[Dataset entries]
--- START ---
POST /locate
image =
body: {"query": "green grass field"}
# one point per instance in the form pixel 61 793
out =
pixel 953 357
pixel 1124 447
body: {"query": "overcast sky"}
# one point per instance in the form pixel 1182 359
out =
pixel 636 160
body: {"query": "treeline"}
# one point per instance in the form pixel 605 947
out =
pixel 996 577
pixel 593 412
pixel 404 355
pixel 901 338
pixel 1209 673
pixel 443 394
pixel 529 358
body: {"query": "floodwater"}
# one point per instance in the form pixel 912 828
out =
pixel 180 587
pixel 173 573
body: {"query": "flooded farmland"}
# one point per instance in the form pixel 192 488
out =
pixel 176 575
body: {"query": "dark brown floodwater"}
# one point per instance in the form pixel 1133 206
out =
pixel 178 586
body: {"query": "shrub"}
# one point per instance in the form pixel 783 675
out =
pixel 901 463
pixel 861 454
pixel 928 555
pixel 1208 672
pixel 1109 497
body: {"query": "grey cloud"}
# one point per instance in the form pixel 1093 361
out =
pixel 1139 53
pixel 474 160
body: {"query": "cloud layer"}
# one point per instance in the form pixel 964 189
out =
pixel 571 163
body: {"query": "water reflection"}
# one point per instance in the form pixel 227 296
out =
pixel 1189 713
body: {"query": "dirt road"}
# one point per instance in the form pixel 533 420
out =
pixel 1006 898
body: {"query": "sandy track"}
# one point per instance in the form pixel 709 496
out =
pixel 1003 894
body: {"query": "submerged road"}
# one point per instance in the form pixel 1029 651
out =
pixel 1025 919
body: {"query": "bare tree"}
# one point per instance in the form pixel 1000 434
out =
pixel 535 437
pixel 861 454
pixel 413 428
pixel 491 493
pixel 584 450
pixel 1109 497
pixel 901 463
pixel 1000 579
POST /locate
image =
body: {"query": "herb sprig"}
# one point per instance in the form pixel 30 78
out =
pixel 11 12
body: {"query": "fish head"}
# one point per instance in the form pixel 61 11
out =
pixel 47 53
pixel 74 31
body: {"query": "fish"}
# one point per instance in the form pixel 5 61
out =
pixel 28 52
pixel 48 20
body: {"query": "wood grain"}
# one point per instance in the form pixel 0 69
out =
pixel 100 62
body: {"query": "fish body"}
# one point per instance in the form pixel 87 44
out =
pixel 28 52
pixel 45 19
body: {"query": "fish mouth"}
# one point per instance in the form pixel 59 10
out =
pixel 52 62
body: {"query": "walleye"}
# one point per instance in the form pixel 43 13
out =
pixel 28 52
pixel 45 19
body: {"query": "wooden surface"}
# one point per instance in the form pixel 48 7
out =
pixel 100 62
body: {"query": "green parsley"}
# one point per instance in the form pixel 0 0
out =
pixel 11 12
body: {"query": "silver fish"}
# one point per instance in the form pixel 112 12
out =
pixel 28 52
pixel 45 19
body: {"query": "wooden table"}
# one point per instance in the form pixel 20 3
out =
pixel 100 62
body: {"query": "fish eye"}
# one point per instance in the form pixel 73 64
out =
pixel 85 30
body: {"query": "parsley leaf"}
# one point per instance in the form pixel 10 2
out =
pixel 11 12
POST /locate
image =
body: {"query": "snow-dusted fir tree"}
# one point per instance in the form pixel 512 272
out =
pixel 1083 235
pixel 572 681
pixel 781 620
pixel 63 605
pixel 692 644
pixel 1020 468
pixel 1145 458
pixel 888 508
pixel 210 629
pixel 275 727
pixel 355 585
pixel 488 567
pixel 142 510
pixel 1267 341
--- END ---
WHAT TO DO: Set down exactly the lines that begin the records and continue through the line bearing "# one point per instance in the form pixel 605"; include both ends.

SOLUTION TO THE EXERCISE:
POST /locate
image =
body: {"query": "green grass field"}
# one point per instance in the form pixel 61 793
out =
pixel 953 357
pixel 1124 447
body: {"query": "overcast sky"}
# one point per instance in the form pixel 1182 359
out =
pixel 636 160
body: {"query": "treeline"}
# one point per instance in the form pixel 605 947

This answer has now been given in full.